++++ DATA ROWS ++++

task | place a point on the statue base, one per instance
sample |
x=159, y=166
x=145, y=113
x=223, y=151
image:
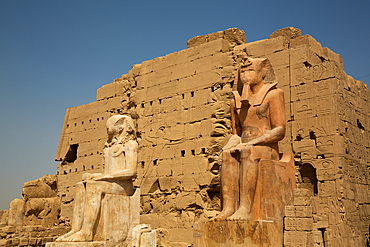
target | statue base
x=238, y=233
x=140, y=236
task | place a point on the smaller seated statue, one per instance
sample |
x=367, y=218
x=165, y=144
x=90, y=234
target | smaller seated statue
x=120, y=156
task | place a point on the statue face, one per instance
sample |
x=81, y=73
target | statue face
x=250, y=75
x=113, y=131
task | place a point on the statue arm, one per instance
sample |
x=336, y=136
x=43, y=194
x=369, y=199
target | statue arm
x=235, y=126
x=277, y=119
x=130, y=171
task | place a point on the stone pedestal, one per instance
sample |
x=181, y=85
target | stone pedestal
x=118, y=225
x=238, y=233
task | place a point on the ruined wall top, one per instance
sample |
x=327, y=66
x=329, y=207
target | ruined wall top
x=233, y=35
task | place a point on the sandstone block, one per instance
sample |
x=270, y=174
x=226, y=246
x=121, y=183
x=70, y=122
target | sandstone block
x=23, y=242
x=287, y=32
x=44, y=187
x=295, y=238
x=267, y=46
x=308, y=41
x=15, y=214
x=298, y=224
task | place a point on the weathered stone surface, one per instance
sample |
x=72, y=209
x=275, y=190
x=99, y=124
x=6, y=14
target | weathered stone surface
x=233, y=35
x=180, y=105
x=16, y=213
x=44, y=187
x=238, y=233
x=287, y=32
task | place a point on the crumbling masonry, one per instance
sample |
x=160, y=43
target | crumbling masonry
x=180, y=103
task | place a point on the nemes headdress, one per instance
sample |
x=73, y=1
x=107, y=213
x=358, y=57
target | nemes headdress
x=242, y=94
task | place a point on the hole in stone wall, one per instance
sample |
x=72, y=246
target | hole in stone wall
x=312, y=135
x=154, y=187
x=322, y=230
x=307, y=64
x=71, y=155
x=359, y=125
x=309, y=178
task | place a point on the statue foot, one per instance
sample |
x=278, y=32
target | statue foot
x=80, y=236
x=223, y=215
x=241, y=214
x=62, y=238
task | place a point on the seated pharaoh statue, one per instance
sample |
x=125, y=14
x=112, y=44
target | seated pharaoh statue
x=120, y=158
x=258, y=124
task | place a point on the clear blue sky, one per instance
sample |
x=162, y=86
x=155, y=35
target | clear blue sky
x=56, y=54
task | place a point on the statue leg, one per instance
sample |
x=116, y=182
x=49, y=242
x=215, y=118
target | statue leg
x=247, y=185
x=229, y=185
x=90, y=213
x=93, y=194
x=78, y=210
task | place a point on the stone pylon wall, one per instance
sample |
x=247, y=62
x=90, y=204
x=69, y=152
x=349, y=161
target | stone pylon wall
x=180, y=103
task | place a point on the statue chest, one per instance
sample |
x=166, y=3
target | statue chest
x=114, y=158
x=255, y=118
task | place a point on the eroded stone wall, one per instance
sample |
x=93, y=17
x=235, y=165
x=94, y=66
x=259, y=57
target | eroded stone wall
x=180, y=103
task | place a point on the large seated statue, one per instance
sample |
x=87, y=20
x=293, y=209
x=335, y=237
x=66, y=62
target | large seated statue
x=258, y=123
x=256, y=180
x=120, y=156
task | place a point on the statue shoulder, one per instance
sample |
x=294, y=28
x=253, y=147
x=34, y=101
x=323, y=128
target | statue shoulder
x=131, y=145
x=275, y=93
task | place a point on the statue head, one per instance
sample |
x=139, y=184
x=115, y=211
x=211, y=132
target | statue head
x=253, y=71
x=120, y=128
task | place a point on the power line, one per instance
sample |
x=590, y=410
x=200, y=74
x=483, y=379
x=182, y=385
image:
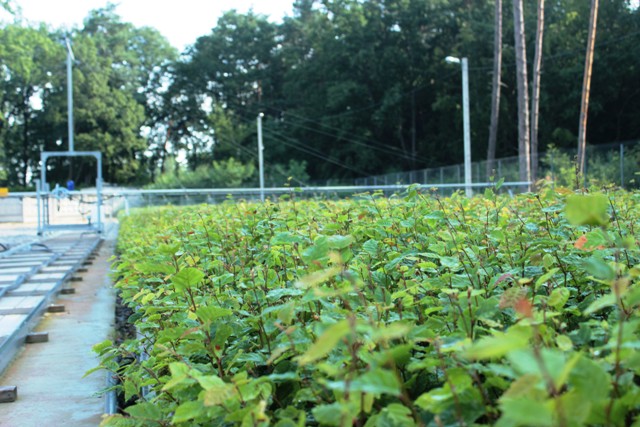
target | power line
x=290, y=142
x=372, y=145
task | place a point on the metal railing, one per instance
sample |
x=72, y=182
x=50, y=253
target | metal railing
x=611, y=163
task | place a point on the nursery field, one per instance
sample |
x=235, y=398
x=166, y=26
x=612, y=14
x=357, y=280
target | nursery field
x=404, y=311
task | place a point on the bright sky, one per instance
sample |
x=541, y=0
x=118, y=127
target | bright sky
x=180, y=21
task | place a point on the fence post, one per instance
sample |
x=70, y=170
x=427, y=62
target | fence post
x=622, y=165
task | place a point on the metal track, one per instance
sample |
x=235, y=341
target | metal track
x=30, y=278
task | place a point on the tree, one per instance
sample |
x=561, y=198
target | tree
x=495, y=87
x=523, y=96
x=535, y=90
x=121, y=70
x=586, y=87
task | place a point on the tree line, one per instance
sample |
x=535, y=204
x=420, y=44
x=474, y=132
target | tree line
x=348, y=88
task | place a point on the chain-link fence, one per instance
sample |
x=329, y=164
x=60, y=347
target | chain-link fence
x=606, y=164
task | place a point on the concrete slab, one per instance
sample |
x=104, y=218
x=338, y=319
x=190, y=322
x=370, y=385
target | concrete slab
x=9, y=278
x=12, y=264
x=54, y=269
x=9, y=323
x=49, y=377
x=16, y=270
x=32, y=289
x=19, y=304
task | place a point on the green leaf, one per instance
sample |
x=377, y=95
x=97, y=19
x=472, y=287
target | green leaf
x=590, y=379
x=371, y=247
x=329, y=415
x=558, y=298
x=187, y=278
x=545, y=277
x=154, y=267
x=317, y=252
x=564, y=343
x=587, y=209
x=526, y=412
x=211, y=313
x=609, y=300
x=285, y=238
x=500, y=344
x=452, y=263
x=145, y=411
x=340, y=242
x=187, y=411
x=377, y=381
x=100, y=348
x=216, y=391
x=325, y=343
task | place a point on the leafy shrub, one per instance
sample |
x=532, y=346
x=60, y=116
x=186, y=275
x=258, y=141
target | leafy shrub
x=229, y=173
x=383, y=311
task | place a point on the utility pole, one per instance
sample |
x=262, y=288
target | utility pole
x=465, y=120
x=260, y=158
x=467, y=126
x=70, y=59
x=586, y=87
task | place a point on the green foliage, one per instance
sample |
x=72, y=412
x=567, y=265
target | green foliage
x=373, y=311
x=229, y=173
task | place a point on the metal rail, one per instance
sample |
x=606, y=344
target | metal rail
x=354, y=189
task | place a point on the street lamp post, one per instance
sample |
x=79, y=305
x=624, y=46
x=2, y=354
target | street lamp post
x=70, y=59
x=465, y=120
x=260, y=158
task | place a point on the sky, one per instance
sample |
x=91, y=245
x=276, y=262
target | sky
x=180, y=21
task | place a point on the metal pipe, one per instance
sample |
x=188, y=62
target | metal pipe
x=260, y=156
x=70, y=59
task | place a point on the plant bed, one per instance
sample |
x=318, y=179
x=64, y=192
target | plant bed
x=376, y=311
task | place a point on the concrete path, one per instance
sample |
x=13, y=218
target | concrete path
x=51, y=390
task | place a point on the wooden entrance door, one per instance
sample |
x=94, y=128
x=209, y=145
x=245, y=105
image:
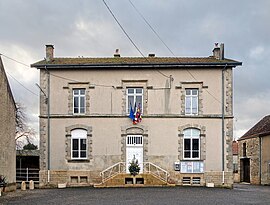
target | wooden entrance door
x=245, y=170
x=134, y=149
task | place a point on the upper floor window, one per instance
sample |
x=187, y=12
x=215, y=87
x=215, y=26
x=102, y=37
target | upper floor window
x=134, y=97
x=78, y=101
x=78, y=144
x=191, y=144
x=191, y=101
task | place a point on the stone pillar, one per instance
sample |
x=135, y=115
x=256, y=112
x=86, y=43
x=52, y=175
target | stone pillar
x=23, y=186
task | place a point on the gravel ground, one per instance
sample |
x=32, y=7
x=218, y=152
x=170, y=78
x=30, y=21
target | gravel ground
x=241, y=194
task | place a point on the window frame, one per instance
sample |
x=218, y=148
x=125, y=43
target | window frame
x=192, y=137
x=191, y=96
x=135, y=95
x=83, y=136
x=79, y=101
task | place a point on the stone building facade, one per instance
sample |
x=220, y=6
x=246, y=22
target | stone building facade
x=254, y=155
x=87, y=102
x=7, y=131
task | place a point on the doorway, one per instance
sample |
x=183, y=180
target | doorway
x=134, y=150
x=245, y=170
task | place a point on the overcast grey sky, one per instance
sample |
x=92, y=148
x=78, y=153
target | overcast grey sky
x=190, y=28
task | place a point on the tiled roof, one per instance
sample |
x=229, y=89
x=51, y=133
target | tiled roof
x=262, y=128
x=122, y=61
x=235, y=148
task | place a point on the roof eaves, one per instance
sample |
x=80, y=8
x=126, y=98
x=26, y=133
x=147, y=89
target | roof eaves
x=136, y=65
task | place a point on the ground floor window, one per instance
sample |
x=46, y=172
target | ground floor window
x=79, y=144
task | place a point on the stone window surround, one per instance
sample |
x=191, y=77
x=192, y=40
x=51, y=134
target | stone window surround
x=181, y=141
x=134, y=130
x=191, y=85
x=68, y=142
x=78, y=85
x=134, y=84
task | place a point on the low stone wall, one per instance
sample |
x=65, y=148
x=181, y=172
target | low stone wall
x=9, y=187
x=70, y=178
x=216, y=178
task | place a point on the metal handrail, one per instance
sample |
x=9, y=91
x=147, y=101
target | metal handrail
x=27, y=174
x=120, y=167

++++

EXERCISE = Please convert everything from the start of the listing down to the line containing "x=140, y=236" into a numbered list, skipping blank lines and leaving out any pictures.

FULL ANSWER =
1. task | place a point on the statue base, one per instance
2. sample |
3. x=159, y=166
4. x=145, y=113
5. x=223, y=151
6. image:
7. target | statue base
8. x=238, y=233
9. x=140, y=236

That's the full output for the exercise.